=== Raw data ===

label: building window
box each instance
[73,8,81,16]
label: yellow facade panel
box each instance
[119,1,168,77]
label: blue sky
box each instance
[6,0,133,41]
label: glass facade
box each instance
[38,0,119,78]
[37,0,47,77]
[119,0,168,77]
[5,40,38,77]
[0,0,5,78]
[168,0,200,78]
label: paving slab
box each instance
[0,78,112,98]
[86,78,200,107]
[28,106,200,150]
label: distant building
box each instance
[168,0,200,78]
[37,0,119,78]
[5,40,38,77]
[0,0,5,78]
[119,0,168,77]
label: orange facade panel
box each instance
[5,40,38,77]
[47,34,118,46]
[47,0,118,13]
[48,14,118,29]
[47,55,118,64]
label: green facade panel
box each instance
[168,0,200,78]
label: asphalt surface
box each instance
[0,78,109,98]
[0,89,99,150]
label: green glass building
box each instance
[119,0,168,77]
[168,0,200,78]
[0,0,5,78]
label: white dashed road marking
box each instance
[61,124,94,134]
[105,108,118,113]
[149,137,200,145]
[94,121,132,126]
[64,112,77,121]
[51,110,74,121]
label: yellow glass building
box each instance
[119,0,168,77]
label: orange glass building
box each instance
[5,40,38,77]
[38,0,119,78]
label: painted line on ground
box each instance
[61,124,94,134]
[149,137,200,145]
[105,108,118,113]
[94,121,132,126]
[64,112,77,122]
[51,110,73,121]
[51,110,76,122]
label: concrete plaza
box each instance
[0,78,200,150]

===

Restate, word for word, the final stretch of the entries above: the line containing "label: distant building" and every line after it, up to and including the last.

label: distant building
box each instance
[168,0,200,78]
[37,0,119,78]
[5,40,38,77]
[0,0,5,78]
[119,0,168,77]
label: orange facade panel
box each instance
[5,40,38,77]
[47,34,118,46]
[47,0,118,13]
[48,14,118,29]
[47,55,118,64]
label: green facade panel
box each instance
[168,0,200,78]
label: asphalt surface
box each instance
[0,78,109,98]
[0,89,99,150]
label: green glass building
box each instance
[119,0,168,77]
[168,0,200,78]
[0,0,5,78]
label: white dashed road marking
box each instance
[61,124,94,134]
[105,108,118,113]
[149,137,200,145]
[94,121,132,126]
[64,112,77,121]
[51,110,74,121]
label: yellow glass building
box each instance
[119,0,168,77]
label: orange glass building
box each instance
[5,40,38,77]
[38,0,119,78]
label: painted line on ground
box each instance
[61,124,94,134]
[149,137,200,145]
[105,108,118,113]
[94,121,132,126]
[64,112,77,122]
[51,110,73,121]
[51,110,76,122]
label: concrete plaza
box each instance
[0,78,200,150]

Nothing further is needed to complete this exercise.